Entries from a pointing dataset
++++++++++++++++++++
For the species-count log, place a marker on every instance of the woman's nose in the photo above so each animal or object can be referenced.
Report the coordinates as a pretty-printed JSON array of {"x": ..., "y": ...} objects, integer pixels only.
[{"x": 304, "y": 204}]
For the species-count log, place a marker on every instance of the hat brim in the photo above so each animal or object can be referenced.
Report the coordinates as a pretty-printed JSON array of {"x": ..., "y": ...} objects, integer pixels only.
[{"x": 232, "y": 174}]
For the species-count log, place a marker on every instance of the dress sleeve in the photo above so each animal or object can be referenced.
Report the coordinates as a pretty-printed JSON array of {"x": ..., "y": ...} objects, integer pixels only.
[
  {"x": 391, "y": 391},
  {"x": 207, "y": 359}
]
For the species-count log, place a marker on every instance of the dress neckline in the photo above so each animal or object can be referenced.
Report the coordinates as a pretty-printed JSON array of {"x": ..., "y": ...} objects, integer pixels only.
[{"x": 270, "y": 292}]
++++++++++++++++++++
WHAT NEEDS TO BE DONE: Rewrite all of the records above as a numbered list, leaving out any blank lines.

WRITTEN SOLUTION:
1. For the species-count log, place a marker on every instance of the woman's nose in the photo above so each animal or object can be referenced.
2. Report the coordinates as a pretty-printed JSON array of {"x": ..., "y": ...} objects, integer pixels only.
3. [{"x": 304, "y": 204}]
4. For the species-count log, place a marker on every instance of the hat brim in the photo above so each animal or object can be referenced.
5. Report the coordinates as a pretty-printed JSON array of {"x": ..., "y": ...} objects, integer pixels only.
6. [{"x": 232, "y": 174}]
7. For the species-count log, place a marker on every instance of the dress sleeve in the photo above so each animal or object can be referenced.
8. Report the coordinates as a pretty-printed JSON array of {"x": ..., "y": ...} objects, integer pixels only.
9. [
10.   {"x": 391, "y": 391},
11.   {"x": 207, "y": 359}
12. ]
13. For the species-count log, place a marker on every instance of the dress neckline in the photo above so each animal or object can be referenced.
14. Report the coordinates as a pretty-printed JSON array of {"x": ..., "y": ...} objects, integer pixels only.
15. [{"x": 270, "y": 292}]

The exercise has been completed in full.